**Work instructions**
Go through the records and copy each line where the word "door" occurs.

**Records supplied**
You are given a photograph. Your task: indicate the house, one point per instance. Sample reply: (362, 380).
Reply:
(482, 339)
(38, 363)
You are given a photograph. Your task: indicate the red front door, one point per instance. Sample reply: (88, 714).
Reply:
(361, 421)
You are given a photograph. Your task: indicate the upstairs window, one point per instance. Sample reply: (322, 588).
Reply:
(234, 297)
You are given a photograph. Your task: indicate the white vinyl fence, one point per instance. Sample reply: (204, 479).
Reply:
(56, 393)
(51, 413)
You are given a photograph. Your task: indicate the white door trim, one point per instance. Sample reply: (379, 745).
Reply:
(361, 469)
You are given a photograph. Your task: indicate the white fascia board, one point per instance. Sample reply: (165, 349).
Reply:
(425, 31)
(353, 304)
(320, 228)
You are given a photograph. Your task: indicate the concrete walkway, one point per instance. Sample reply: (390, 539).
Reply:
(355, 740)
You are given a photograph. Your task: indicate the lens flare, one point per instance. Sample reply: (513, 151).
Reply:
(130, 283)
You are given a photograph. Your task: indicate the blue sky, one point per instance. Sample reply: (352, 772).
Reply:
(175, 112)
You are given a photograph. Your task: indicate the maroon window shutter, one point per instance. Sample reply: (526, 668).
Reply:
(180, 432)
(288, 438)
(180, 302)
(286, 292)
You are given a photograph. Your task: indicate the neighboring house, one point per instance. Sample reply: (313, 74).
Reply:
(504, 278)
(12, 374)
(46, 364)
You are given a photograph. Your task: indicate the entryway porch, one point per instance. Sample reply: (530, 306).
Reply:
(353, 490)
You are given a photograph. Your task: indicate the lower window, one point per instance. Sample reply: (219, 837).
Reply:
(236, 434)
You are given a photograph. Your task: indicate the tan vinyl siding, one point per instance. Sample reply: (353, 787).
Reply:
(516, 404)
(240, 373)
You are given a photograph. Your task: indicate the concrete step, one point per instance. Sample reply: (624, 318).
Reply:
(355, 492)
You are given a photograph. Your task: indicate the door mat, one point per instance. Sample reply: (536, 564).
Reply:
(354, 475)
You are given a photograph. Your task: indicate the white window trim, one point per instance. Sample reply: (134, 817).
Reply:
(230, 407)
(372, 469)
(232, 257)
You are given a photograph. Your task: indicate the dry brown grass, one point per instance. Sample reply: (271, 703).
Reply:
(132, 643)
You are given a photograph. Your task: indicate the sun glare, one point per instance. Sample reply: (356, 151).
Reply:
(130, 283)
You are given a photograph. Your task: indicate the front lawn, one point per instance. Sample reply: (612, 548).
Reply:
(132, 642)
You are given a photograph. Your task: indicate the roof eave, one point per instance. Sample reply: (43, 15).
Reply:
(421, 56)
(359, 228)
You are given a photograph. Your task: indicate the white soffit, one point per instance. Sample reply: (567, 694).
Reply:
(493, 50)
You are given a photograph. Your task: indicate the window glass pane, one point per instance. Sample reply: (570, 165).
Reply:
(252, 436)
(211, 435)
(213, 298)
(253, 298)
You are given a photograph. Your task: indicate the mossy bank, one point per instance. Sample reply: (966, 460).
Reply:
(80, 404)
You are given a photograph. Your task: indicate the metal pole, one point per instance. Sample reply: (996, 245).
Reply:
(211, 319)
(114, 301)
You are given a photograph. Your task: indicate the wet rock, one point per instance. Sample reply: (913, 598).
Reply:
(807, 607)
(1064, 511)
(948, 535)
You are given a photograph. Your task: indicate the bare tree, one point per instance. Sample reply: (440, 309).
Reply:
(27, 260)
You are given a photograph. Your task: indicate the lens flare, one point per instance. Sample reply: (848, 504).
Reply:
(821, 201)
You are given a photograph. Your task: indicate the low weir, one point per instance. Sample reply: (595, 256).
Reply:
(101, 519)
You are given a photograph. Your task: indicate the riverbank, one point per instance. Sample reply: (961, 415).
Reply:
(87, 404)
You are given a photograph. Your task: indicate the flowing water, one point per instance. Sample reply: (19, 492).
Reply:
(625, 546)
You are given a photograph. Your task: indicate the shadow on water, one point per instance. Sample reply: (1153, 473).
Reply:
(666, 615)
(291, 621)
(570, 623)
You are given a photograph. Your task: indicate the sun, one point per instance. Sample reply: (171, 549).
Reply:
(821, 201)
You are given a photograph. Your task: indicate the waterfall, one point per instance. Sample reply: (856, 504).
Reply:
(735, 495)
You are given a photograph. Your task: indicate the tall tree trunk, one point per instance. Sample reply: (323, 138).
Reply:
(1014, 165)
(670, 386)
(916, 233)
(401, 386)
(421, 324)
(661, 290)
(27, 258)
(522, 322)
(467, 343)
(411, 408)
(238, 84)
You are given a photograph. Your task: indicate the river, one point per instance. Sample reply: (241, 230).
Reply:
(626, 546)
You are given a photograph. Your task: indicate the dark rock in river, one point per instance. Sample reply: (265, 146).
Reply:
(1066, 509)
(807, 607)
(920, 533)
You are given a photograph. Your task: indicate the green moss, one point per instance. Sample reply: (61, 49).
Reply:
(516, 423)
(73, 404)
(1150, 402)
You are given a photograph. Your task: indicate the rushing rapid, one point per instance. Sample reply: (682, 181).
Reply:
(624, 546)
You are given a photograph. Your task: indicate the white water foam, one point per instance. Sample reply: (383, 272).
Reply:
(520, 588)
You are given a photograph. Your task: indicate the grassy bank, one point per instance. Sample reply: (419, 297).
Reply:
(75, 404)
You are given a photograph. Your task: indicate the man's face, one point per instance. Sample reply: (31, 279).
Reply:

**Written solution**
You are given a photograph. Your task: indicate the red front door, one point per instance. Sample reply: (88, 714).
You are given a photograph. Your task: indicate the white door trim, one point per instance. Sample reply: (379, 745).
You are given a photograph. Your task: indicate the door mat, one point per instance. Sample reply: (536, 564).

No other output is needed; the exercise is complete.